Ya verán por qué. Frecuentemente, los lectores
nos confunden a mí, María Eugenia,
a mi autora Teresa de la Parra, al título de la novela Ifigenia,
y de las tres hacen una sola persona”.
Adriana Bonisconte, adaptación de la novela Ifigenia de Teresa de la Parra (p. 10).
Vale la pena recordar que a pesar de que Ana Teresa Parra Sanojo tuvo antecesoras en otras escritoras venezolanas como Magdalena Seijas, con Ave sin nido (1903) y Amor sin fe (1904); Rafaela Torrealba Álvarez, con Mártires de la tiranía (1909) y Mina Rodríguez Lucena con Antonio Rusinol (1916), estas damas, por nombrar sólo algunas, aun cuando empezaban a intuir la existencia de un lugar para la mujer más allá de ese altar donde ésta permanecía a manera de objeto decorativo, jamás intentaron erigirse a motu proprio en esa especie de “objeto del deseo” que contenía el ideal necesario para que el colectivo expusiera, a manera de una doble vitrina (que se exhibía a sí misma y se exponía para el mundo) sus propios valores de representación a partir de las relaciones recíprocas del sujeto y el objeto.

En este contexto se mueven, sólo para dar una idea, Delmira Agustini, Alfonsina Storni, Violeta Parra, Frida Kahlo, Eva Perón, Yolanda Oreamuno, Rosario Castellanos y Teresa de la Parra; sin embargo, pese a lo premeditado que pudiese parecer su intención, habría que preguntarse cuán alto fue el precio que tuvieron que pagar por “la caída del aura” a la que alude Walter Benjamín en La obra de arte en la época de su reproductibilidad técnica (Ricardo Diviani, El debate Adorno-Benjamin: elementos para una lectura en relación a la reproducción tecnológica en el arte y la cultura. Anuario. Vol. I, Dpto. de Ciencias de la Comunicación Social, UNR, p. 134) para transformar esa voz activa que cuestiona, en mercancía, en producto de la representación:
“El rasgo central que recorre el texto sobre la obra de arte en la época de su reproductibilidad técnica es la caída del aura. El carácter aurático, definido como “la manifestación irrepetible de una lejanía (por cercana que pueda estar)” es el signo esencial que Benjamin le otorga a la obra tradicional burguesa. La fuerza de la originalidad de estas ideas (abocada a la búsqueda de una estética marxista), reside en que la destronación de la contemplación lejana y tecnológica ha sido producto de los mismos cambios tecnológicos que esta sociedad ha generado. Una razón básica: la reproducción tecnológica borra la huella con el original y de hecho con la tradición. Éstas han transformado la mirada ritual en un devenir que se orienta a la inmediatez con la que los hombres pretendan apoderarse de las cosas, permitiendo que ellas pasen a pertenecerles”.

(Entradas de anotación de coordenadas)
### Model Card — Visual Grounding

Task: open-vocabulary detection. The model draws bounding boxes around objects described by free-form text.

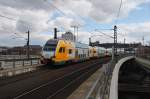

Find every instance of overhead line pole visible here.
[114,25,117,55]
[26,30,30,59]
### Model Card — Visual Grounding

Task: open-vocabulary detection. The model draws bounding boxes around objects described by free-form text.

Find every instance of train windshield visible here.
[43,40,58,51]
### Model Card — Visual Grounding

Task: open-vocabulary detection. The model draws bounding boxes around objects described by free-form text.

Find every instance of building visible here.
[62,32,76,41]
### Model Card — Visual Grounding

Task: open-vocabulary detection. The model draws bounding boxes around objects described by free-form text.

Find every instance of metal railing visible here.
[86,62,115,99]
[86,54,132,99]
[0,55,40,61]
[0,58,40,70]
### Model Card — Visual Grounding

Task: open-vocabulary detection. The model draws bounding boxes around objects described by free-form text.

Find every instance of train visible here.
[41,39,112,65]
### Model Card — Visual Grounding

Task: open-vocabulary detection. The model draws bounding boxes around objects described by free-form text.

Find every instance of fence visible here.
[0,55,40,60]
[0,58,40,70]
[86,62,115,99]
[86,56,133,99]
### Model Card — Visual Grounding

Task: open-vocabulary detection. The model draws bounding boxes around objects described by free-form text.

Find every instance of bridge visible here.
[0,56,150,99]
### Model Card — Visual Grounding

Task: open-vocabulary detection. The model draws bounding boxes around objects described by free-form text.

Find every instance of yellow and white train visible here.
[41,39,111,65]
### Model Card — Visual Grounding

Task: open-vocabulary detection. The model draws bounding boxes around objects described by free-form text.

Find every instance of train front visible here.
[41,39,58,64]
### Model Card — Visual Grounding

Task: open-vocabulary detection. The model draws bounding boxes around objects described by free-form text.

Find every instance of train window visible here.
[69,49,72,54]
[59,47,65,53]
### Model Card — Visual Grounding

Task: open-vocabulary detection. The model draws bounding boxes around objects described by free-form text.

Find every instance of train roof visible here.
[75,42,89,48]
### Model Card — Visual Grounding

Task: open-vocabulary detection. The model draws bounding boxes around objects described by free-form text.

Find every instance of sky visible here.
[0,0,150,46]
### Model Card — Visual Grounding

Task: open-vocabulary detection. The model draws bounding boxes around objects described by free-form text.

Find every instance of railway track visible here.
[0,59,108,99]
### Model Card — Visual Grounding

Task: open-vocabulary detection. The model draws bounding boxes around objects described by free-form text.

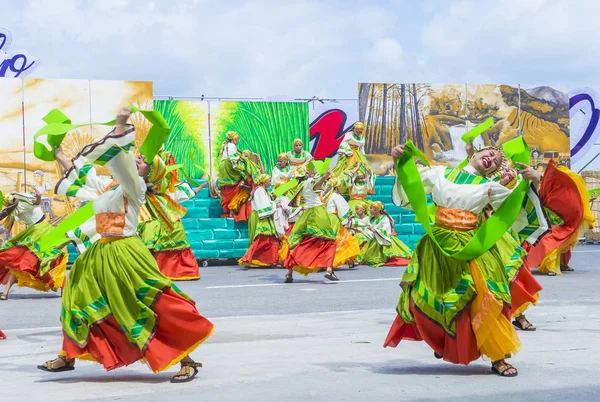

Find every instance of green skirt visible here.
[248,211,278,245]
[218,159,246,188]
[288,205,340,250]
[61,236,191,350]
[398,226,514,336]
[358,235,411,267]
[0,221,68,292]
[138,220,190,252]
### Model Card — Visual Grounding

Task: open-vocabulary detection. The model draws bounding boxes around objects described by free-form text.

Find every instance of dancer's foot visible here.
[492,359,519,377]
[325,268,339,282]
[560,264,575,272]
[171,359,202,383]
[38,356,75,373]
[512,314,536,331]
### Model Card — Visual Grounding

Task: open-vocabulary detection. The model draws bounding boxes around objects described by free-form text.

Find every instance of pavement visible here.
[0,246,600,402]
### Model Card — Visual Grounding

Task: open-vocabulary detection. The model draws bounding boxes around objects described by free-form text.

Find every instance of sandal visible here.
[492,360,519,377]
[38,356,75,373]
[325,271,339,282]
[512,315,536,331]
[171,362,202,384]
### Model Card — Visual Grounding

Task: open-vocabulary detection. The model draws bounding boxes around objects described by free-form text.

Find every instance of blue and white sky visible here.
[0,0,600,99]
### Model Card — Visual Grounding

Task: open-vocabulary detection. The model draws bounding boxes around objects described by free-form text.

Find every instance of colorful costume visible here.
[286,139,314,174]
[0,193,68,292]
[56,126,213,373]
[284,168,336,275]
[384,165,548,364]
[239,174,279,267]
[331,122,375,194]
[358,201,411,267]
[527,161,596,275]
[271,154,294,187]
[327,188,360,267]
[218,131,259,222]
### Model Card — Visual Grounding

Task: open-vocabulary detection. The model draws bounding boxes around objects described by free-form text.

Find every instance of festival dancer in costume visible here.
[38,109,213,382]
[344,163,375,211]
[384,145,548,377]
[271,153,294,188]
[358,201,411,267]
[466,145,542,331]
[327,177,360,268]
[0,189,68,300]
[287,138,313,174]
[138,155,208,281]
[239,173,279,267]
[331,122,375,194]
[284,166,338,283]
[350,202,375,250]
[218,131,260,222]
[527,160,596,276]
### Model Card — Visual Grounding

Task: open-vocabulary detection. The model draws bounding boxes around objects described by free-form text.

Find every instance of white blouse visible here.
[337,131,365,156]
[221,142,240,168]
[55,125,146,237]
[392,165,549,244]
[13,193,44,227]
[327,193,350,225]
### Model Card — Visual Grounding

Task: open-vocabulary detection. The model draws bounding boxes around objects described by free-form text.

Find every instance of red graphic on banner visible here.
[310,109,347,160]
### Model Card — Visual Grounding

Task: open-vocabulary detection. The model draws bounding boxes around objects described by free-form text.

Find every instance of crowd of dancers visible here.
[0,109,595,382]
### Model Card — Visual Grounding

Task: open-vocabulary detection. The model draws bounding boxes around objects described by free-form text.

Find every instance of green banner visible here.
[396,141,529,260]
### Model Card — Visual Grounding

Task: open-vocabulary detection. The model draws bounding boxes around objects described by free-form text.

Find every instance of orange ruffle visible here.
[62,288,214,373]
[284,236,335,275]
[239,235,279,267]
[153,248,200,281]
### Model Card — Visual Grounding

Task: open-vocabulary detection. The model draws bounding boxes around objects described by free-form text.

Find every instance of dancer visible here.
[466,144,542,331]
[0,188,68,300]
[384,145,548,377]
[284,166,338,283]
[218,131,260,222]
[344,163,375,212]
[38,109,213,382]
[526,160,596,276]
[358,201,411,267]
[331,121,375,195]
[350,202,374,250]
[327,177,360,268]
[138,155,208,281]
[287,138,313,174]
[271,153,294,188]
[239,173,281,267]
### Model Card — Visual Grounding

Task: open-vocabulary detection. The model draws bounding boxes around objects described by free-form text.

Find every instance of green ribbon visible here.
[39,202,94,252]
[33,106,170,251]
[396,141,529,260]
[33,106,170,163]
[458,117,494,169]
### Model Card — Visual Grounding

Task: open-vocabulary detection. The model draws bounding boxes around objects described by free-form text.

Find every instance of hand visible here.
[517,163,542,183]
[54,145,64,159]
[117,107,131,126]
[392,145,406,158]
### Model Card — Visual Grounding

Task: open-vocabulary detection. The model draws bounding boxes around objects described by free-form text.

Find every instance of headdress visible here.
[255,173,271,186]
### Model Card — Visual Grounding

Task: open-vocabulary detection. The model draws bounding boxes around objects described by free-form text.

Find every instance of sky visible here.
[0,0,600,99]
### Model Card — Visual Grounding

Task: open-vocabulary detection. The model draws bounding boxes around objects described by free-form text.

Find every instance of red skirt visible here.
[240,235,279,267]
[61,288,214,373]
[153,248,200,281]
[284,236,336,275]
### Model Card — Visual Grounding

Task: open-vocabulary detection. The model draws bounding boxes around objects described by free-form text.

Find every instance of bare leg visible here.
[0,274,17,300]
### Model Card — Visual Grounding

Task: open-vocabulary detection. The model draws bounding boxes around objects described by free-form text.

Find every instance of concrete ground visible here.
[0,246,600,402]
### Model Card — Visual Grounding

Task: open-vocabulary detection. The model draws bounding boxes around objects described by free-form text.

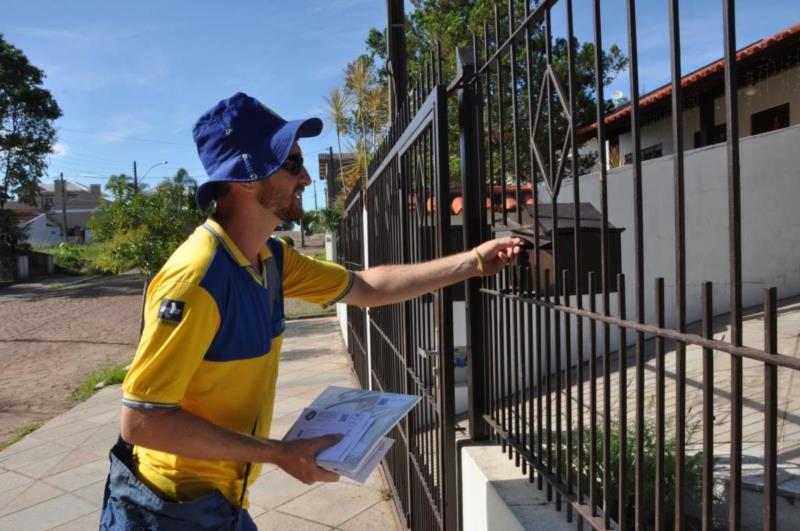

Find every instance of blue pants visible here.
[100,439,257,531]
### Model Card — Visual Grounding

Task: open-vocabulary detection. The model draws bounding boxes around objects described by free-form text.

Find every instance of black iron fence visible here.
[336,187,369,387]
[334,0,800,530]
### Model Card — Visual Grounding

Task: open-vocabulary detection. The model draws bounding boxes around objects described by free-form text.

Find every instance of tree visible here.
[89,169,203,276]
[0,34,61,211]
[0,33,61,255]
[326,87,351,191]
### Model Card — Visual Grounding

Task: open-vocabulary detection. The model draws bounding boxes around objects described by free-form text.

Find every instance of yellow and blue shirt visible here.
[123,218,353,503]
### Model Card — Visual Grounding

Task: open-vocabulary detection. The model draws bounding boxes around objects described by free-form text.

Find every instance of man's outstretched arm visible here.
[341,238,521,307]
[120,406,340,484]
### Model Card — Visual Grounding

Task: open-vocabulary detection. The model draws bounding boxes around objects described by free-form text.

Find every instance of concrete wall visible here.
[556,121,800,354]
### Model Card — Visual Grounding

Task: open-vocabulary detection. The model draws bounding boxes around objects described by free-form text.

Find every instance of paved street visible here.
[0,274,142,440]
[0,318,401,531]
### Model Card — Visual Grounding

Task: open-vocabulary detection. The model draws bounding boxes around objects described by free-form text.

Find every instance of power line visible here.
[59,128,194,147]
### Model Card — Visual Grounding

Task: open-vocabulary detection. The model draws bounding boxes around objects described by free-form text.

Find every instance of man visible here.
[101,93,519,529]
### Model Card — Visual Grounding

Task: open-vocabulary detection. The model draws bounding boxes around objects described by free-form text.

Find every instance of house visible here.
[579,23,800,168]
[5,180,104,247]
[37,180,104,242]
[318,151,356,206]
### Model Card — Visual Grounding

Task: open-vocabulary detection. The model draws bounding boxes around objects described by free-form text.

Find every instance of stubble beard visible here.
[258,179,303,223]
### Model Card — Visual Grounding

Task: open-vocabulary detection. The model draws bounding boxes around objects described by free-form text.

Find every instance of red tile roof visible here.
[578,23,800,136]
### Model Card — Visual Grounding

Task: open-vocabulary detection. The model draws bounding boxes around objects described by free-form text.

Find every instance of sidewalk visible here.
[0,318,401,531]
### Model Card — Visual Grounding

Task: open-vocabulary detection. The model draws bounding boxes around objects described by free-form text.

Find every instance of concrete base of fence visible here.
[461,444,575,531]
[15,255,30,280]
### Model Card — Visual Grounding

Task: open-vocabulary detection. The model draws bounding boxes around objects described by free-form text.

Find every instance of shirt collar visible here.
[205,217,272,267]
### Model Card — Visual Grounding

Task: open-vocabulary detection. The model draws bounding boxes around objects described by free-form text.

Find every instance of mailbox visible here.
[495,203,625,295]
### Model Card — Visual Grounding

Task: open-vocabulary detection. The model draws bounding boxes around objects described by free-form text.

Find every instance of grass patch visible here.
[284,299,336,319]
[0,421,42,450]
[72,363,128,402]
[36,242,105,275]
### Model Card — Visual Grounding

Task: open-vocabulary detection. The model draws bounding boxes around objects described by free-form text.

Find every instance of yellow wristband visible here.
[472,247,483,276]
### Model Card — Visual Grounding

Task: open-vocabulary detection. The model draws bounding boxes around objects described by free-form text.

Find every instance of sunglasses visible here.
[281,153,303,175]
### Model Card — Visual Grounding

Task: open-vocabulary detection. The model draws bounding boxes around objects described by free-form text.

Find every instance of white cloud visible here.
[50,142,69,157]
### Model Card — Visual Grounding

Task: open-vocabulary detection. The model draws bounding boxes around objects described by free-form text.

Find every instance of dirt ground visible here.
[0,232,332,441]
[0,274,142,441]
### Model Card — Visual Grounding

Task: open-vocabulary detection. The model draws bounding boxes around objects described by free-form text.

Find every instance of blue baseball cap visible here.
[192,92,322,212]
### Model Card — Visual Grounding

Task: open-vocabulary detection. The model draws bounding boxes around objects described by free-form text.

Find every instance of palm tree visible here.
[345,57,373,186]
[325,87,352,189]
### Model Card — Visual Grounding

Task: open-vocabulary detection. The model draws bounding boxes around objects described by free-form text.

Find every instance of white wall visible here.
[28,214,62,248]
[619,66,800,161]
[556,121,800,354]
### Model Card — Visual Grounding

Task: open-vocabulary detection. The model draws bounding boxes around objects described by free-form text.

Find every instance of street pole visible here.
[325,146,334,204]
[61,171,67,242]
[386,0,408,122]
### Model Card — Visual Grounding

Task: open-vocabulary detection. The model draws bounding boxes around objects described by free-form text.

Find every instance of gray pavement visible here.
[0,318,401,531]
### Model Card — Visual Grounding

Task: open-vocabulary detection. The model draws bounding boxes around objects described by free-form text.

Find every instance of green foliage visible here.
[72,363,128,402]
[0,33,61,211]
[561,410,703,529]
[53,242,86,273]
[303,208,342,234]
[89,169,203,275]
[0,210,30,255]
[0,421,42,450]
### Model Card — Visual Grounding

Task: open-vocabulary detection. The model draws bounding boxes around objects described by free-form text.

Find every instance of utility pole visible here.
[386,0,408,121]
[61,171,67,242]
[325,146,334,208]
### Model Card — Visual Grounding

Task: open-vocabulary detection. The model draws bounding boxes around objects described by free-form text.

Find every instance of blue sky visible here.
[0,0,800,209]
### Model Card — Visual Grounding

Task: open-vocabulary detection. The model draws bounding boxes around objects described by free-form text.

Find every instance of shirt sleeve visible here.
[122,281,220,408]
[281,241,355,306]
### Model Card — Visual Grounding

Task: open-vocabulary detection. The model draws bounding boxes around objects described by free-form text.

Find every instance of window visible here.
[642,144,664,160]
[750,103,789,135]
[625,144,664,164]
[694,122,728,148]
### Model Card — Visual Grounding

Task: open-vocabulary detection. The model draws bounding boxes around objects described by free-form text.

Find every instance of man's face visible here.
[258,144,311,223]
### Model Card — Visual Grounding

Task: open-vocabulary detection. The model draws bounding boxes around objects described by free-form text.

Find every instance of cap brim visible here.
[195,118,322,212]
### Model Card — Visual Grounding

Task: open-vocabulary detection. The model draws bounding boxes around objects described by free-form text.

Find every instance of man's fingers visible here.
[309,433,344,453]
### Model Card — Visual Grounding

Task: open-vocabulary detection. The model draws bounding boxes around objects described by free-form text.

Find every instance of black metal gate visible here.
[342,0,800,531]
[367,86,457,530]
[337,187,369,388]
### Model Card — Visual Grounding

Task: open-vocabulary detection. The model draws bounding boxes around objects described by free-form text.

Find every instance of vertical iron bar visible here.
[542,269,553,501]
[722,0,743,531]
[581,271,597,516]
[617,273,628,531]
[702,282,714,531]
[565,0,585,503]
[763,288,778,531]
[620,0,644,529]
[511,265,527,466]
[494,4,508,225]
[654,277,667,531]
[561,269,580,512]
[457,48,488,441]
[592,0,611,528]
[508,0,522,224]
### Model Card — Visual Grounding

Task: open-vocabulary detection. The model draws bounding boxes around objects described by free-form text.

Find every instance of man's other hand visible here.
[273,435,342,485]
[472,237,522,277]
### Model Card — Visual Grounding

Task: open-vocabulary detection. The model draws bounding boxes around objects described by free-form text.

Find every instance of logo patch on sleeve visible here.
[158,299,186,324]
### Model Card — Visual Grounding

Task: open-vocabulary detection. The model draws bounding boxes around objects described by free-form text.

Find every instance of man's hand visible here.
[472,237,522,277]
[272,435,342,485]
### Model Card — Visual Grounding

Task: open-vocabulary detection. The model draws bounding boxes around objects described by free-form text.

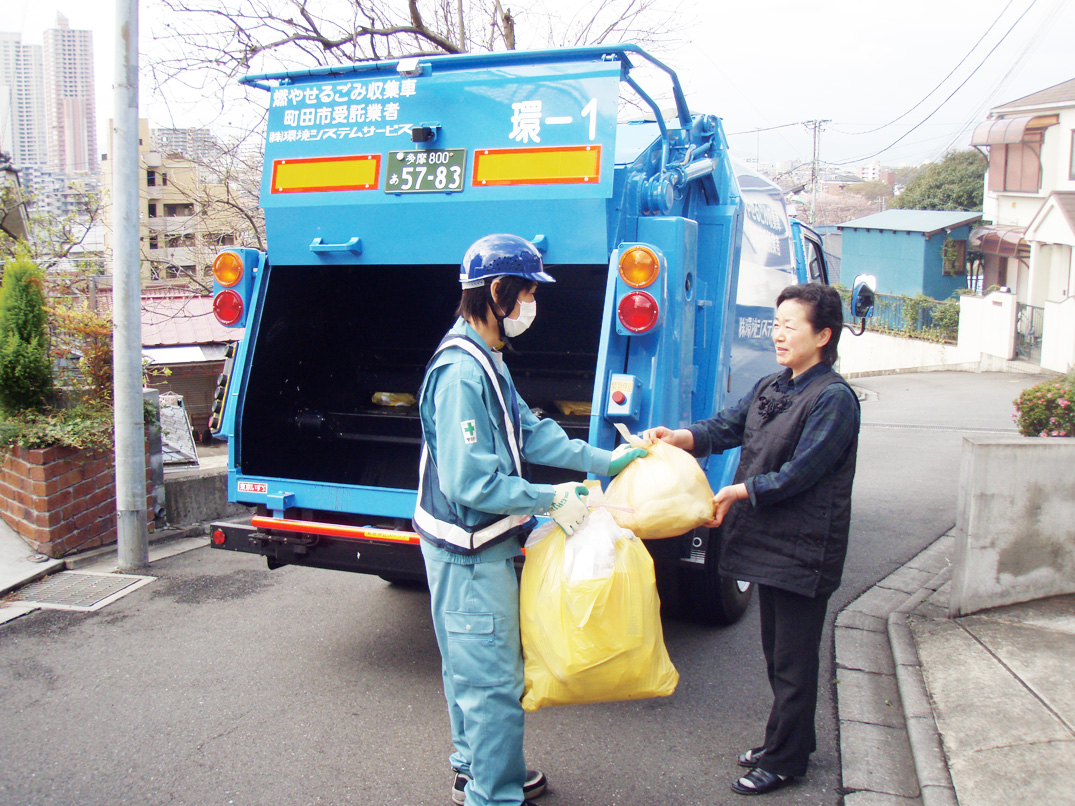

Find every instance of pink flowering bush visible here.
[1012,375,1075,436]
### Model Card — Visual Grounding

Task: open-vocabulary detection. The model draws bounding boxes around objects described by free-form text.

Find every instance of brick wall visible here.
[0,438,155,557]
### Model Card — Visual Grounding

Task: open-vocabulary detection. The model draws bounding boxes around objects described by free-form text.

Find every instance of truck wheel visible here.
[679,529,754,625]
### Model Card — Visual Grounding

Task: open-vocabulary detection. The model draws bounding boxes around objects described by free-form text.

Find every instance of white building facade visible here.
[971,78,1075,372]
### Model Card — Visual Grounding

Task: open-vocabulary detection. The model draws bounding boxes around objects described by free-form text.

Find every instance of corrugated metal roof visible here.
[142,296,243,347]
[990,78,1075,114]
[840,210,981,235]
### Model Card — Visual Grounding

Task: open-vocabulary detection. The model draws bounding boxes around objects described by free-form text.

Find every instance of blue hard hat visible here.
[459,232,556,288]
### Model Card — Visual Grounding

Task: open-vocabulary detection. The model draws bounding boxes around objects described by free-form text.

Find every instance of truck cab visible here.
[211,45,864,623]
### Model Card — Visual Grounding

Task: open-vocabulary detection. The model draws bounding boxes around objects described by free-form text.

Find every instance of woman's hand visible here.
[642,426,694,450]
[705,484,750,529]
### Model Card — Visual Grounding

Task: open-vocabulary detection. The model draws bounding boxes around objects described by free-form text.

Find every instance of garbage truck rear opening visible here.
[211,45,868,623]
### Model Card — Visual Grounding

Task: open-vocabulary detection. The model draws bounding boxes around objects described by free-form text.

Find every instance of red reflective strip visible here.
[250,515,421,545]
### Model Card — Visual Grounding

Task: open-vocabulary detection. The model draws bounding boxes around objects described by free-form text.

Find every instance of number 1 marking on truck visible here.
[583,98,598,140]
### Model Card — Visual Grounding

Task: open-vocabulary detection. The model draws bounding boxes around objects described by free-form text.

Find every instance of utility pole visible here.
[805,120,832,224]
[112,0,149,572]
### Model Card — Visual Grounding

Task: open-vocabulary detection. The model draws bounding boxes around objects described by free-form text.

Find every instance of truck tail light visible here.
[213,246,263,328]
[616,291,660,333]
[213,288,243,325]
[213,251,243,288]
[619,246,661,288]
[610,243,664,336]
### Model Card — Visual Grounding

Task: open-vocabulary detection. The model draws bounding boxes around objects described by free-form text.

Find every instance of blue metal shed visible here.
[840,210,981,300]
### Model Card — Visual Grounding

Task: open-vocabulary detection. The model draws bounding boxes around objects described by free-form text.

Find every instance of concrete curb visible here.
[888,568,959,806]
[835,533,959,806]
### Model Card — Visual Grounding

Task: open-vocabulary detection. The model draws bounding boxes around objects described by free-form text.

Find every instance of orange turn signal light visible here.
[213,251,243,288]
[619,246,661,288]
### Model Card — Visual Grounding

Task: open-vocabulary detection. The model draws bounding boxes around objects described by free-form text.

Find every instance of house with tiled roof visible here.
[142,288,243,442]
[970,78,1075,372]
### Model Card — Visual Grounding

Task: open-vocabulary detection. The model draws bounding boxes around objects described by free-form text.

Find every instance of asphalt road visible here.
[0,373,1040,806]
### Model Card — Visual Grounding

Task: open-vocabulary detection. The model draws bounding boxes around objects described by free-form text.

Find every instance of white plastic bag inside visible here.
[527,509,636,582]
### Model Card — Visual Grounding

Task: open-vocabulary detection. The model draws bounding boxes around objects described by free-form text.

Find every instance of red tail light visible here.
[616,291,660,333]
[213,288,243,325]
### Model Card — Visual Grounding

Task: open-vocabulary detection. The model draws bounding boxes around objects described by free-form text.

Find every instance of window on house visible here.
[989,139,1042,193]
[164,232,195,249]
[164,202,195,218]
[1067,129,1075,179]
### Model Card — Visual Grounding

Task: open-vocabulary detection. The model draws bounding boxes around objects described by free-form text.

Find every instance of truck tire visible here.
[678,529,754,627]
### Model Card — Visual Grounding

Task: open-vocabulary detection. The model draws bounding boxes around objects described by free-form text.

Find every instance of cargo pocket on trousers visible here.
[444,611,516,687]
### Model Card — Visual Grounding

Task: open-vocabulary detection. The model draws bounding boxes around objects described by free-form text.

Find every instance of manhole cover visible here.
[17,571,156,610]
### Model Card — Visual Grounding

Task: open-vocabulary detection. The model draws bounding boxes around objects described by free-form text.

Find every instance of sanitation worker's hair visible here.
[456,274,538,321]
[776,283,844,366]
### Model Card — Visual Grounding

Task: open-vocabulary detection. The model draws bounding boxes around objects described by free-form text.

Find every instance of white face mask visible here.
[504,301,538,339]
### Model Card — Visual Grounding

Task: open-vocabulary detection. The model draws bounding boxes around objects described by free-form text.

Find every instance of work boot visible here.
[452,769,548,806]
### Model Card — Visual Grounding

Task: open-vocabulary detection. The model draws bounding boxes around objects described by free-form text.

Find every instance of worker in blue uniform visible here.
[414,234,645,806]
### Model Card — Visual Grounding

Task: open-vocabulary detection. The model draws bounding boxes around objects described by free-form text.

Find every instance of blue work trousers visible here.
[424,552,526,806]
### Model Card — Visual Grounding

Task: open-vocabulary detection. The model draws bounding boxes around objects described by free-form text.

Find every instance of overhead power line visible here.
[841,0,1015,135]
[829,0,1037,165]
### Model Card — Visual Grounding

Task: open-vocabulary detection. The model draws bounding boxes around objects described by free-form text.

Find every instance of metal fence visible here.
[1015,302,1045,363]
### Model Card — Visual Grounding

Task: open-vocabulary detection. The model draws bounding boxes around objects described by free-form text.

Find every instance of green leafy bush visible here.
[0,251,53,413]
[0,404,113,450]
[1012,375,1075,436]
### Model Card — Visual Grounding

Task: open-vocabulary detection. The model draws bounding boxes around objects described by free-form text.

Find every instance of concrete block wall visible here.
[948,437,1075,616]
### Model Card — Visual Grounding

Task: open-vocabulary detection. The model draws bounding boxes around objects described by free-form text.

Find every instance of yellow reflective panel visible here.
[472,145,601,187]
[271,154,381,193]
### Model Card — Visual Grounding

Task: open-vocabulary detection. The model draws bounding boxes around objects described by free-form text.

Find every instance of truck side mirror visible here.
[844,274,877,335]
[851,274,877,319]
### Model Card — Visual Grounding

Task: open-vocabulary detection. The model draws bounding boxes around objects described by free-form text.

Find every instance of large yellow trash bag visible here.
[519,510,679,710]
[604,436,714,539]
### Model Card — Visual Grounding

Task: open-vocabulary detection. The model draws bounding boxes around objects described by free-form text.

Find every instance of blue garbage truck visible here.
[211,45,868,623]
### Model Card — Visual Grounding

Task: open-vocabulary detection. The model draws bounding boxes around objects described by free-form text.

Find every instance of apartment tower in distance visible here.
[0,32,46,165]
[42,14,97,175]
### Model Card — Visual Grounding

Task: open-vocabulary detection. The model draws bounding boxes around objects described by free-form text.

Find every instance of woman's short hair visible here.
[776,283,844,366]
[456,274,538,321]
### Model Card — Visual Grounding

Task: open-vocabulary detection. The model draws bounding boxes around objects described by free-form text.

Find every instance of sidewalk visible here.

→ **TAREA BREVE 1**:
Reproduzca literalmente el fragmento del texto sobre Teresa de la Parra comprendido entre "Ya verán por" y "Parra (p. 10).", ambos inclusive.
→ **TAREA BREVE 2**:
Según el texto sobre Teresa de la Parra, ¿qué dos obras de Magdalena Seijas se mencionan?

→ **RESPUESTA COMPLETA 1**:
Ya verán por qué. Frecuentemente, los lectores
nos confunden a mí, María Eugenia,
a mi autora Teresa de la Parra, al título de la novela Ifigenia,
y de las tres hacen una sola persona”.
Adriana Bonisconte, adaptación de la novela Ifigenia de Teresa de la Parra (p. 10).

→ **RESPUESTA COMPLETA 2**:
Ave sin nido (1903) y Amor sin fe (1904).